## Start

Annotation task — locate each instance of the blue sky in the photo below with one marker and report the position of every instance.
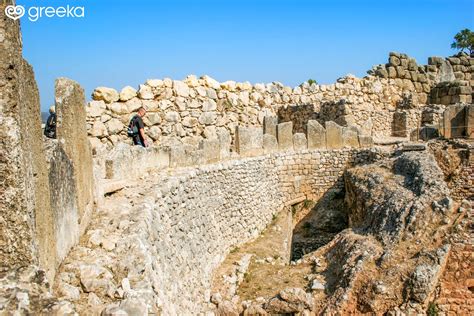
(121, 43)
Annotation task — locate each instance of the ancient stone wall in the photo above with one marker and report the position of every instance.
(26, 226)
(71, 129)
(63, 197)
(185, 222)
(433, 83)
(188, 111)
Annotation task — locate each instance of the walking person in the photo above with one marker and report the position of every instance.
(136, 128)
(50, 127)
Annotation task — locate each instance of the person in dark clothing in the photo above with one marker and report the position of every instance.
(50, 127)
(136, 128)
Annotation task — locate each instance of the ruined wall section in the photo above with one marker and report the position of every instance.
(26, 219)
(188, 111)
(71, 129)
(184, 222)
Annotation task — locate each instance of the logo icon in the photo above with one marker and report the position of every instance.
(15, 12)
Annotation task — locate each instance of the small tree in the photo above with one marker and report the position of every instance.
(464, 40)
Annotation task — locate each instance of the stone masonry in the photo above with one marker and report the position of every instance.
(26, 226)
(188, 111)
(71, 128)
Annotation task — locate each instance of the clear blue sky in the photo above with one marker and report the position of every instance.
(122, 43)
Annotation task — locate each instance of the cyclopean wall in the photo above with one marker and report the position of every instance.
(187, 220)
(190, 110)
(26, 224)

## End

• _Goal_:
Please reprint the stretch from the line containing "Annotation task — locate each instance of the cyclopean" through the end of the items, swapping "cyclopean wall" for "megalithic wall" and leaving everything else unchanged.

• _Exercise answer_:
Annotation task — locate each instance of the megalithic wall in the photo above with one marker and report the position of every instance.
(187, 220)
(190, 110)
(26, 224)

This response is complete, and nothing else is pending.